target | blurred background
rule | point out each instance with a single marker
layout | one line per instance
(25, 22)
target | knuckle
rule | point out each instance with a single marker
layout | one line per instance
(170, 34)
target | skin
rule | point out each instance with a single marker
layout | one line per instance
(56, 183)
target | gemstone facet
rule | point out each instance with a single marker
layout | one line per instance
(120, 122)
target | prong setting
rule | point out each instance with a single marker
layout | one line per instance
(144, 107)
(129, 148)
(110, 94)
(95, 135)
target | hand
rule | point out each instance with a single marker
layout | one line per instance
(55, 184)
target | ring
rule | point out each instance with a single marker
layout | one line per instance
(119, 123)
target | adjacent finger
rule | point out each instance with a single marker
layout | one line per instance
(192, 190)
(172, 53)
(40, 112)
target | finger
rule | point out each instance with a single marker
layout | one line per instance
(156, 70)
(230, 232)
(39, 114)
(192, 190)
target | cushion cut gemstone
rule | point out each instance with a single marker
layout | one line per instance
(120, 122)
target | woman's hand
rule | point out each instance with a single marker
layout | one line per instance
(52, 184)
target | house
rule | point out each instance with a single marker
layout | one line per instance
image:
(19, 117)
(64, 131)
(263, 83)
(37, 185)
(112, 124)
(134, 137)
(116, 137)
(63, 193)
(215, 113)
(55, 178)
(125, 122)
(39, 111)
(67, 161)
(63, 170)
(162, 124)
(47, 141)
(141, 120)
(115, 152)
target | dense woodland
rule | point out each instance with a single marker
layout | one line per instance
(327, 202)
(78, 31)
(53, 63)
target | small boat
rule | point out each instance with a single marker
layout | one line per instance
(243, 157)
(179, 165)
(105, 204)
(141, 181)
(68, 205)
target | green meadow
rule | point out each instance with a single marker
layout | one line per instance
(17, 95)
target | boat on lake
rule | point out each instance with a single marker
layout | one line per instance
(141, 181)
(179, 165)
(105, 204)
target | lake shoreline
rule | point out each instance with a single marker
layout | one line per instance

-*-

• [What is expected]: Copy out every line from the one containing "target | woman's hand" through the last line, inclusive, with the requests left as they stand. Shift each coordinate in the answers by adding 28 to every number.

• [Written response]:
target | woman's hand
rule | point out each instance with a single marker
layout | one line per instance
(80, 212)
target | house
rule | point out each instance with a single marker
layout | one line per instance
image:
(47, 145)
(92, 159)
(291, 111)
(65, 213)
(140, 152)
(162, 165)
(144, 165)
(91, 221)
(243, 141)
(83, 206)
(153, 150)
(67, 139)
(95, 189)
(91, 198)
(190, 152)
(75, 169)
(169, 148)
(143, 180)
target | dense woodland
rule | point out each instance with a single marker
layout | one line per instance
(355, 230)
(106, 59)
(81, 91)
target | small boat
rule | point out each instance with a single marker
layout | one line per instance
(271, 185)
(207, 193)
(133, 232)
(169, 209)
(96, 233)
target | green meadow
rule | point out each instance with a single marker
layout | one line per instance
(45, 123)
target | boat on lake
rule | point out each instance with a single marker
layout | one line per instance
(169, 209)
(207, 193)
(133, 232)
target | lake shoreline
rule | point out each instance with a single marker
layout | one line per instance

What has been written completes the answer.